§ **Stored records**:

--*--

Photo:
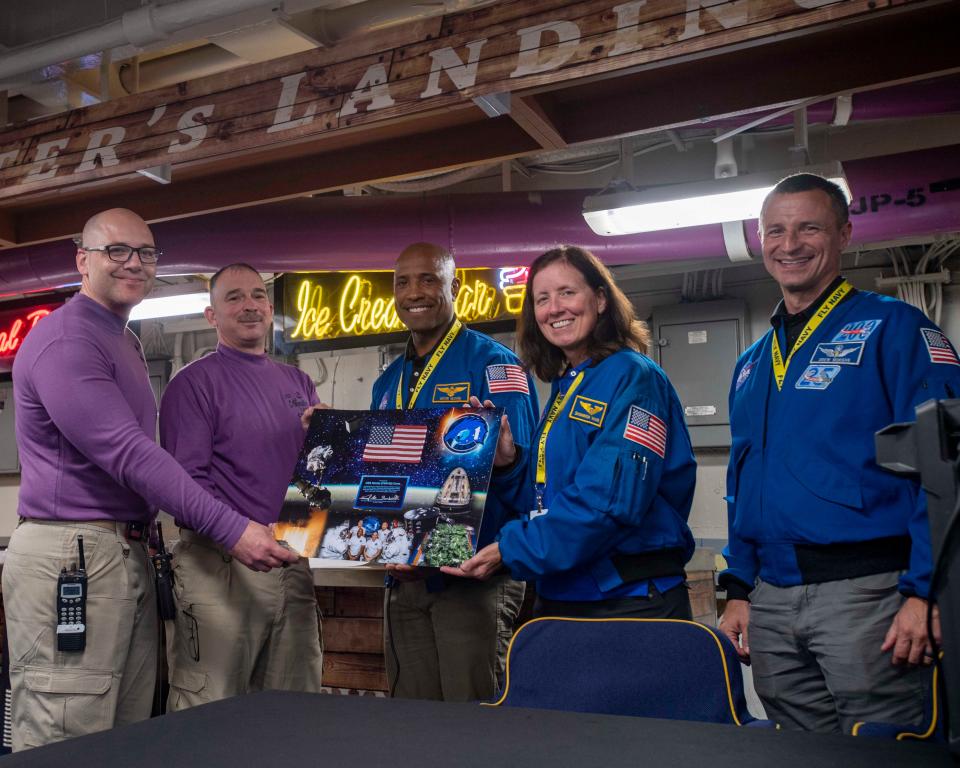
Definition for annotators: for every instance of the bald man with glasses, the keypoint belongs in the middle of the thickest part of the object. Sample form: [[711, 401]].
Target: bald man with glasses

--*--

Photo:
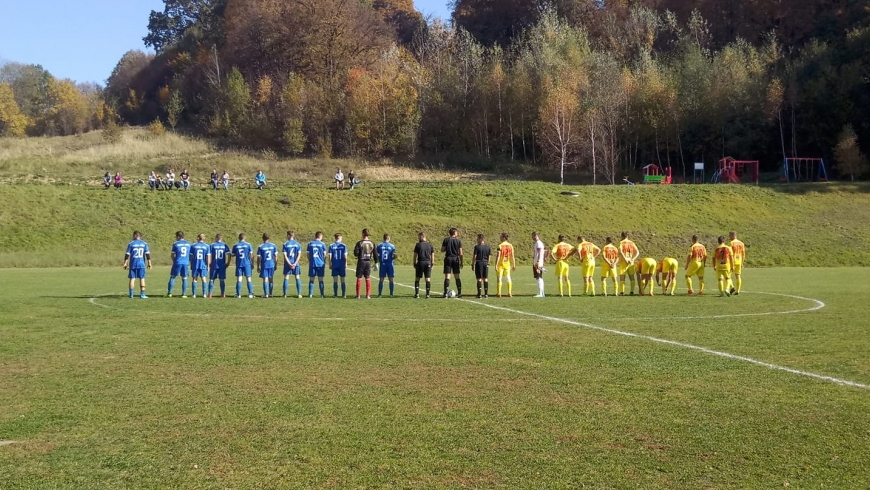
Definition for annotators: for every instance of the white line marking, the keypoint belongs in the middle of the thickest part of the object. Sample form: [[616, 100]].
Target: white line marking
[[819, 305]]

--*--

Count the lines in the listing above that contain the string "part" with matching case, and reply with the number alone.

§ **Written response**:
2